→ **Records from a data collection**
▬▬▬▬▬▬▬▬▬▬

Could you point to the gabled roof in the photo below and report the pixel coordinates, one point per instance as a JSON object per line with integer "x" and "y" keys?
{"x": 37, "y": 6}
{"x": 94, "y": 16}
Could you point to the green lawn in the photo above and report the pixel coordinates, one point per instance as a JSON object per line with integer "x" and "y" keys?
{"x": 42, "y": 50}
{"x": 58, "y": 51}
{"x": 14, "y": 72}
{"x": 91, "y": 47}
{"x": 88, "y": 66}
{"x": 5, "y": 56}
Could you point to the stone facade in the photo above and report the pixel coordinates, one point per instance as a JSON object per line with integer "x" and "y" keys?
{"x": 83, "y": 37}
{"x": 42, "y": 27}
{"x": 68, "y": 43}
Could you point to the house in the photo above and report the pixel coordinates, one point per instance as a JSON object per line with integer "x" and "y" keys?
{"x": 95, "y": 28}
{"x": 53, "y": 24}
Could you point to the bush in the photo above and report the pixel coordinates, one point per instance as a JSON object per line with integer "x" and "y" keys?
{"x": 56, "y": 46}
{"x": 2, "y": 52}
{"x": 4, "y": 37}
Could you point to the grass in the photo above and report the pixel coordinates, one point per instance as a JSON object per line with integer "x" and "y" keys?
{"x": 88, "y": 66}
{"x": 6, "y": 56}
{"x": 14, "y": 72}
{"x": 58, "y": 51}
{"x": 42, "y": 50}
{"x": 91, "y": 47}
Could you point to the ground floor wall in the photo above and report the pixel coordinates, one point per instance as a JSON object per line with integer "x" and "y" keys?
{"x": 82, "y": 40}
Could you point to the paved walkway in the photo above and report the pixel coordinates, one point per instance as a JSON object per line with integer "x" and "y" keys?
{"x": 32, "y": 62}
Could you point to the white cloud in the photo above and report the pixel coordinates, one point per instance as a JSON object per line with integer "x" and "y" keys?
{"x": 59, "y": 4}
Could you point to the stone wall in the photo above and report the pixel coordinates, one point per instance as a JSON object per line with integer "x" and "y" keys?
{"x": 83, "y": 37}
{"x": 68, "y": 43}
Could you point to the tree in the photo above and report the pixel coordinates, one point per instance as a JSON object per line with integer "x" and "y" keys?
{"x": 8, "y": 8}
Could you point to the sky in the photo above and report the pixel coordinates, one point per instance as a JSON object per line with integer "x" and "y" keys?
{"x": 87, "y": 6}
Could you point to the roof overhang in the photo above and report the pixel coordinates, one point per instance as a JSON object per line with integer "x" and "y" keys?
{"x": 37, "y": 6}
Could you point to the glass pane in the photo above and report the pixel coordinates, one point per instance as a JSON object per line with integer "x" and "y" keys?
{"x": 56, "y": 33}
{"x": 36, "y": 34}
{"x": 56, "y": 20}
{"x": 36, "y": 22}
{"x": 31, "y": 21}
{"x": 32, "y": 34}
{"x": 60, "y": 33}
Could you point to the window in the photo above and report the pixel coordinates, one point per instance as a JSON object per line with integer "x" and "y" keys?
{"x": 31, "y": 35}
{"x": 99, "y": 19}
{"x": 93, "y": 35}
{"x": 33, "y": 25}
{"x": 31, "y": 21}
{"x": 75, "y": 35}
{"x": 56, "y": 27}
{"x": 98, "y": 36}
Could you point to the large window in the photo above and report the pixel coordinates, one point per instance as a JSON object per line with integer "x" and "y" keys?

▬▬▬▬▬▬▬▬▬▬

→ **Exercise prompt**
The data above should be reproduced in full, word for word.

→ **Exercise response**
Could you point to the gabled roof in the photo below and report the pixel coordinates, one point per instance as a JSON object per line with integer "x" and "y" keys?
{"x": 37, "y": 6}
{"x": 94, "y": 16}
Could you point to the green lawn in the photo above and report the pixel coordinates, one point per instance as a JSON object per line with integer "x" and "y" keys?
{"x": 42, "y": 50}
{"x": 58, "y": 51}
{"x": 14, "y": 72}
{"x": 91, "y": 47}
{"x": 88, "y": 66}
{"x": 5, "y": 56}
Could you point to the stone facade in the photo above and report the pixel coordinates, one point per instance as a JSON object per line with integer "x" and "y" keys?
{"x": 83, "y": 37}
{"x": 42, "y": 27}
{"x": 68, "y": 43}
Could you point to the house in the photo above and report the pixel coordinates, one point per instance as a JSON object per line with integer "x" and "y" keys?
{"x": 95, "y": 28}
{"x": 53, "y": 24}
Could you point to the bush in the photo above and report the pixel coordinates, one point per instance as a JSON object per line with integer "x" and "y" keys?
{"x": 56, "y": 46}
{"x": 2, "y": 52}
{"x": 4, "y": 37}
Could you point to the grass in the photo above and report the pixel coordinates, one point per instance as a JSON object per line with integer "x" and "y" keys?
{"x": 88, "y": 66}
{"x": 6, "y": 56}
{"x": 14, "y": 72}
{"x": 58, "y": 51}
{"x": 42, "y": 50}
{"x": 91, "y": 47}
Could you point to the ground floor wall in the photo above and report the pixel coordinates, one point per instance as a JSON object per line with integer "x" and "y" keys?
{"x": 82, "y": 40}
Could you point to the paved walkway in the photo above and report the pixel coordinates, one point per instance as a JSON object per line with integer "x" and "y" keys?
{"x": 32, "y": 62}
Could you point to the white cloud in the photo above and report the pixel coordinates, one point per instance as a JSON object per line with integer "x" and "y" keys?
{"x": 59, "y": 4}
Could you point to the stone wall in the photo above and report the pixel coordinates, one point per instance as a JSON object per line with integer "x" and "y" keys?
{"x": 83, "y": 37}
{"x": 68, "y": 43}
Could you point to the tree in the photo above and report the pixel coordinates, one point per instance as a JSON object per line with integer "x" and "y" keys?
{"x": 8, "y": 8}
Could you point to the sky in the photo above and report the pixel coordinates, one point per instance as a JSON object per line with integer "x" and "y" keys?
{"x": 87, "y": 6}
Could you point to the roof overhang in the photo above and report the pixel coordinates, one point per instance as a JSON object per line with integer "x" and "y" keys?
{"x": 37, "y": 6}
Could you point to the glass pane in the photo above and report the pixel coordinates, one point per instance as a JSON object per line with integer "x" and "y" keys?
{"x": 56, "y": 33}
{"x": 36, "y": 34}
{"x": 56, "y": 20}
{"x": 36, "y": 22}
{"x": 31, "y": 21}
{"x": 32, "y": 34}
{"x": 60, "y": 33}
Could you point to the window in the photo above and report the pixel coordinates, one point per instance as a JSON object per line with integer "x" and "y" keys?
{"x": 31, "y": 35}
{"x": 99, "y": 19}
{"x": 93, "y": 35}
{"x": 33, "y": 25}
{"x": 31, "y": 21}
{"x": 75, "y": 35}
{"x": 56, "y": 27}
{"x": 98, "y": 36}
Could you point to the large window in the photo above and report the pixel coordinates, one point per instance as a JSON object per line with integer "x" and "y" keys?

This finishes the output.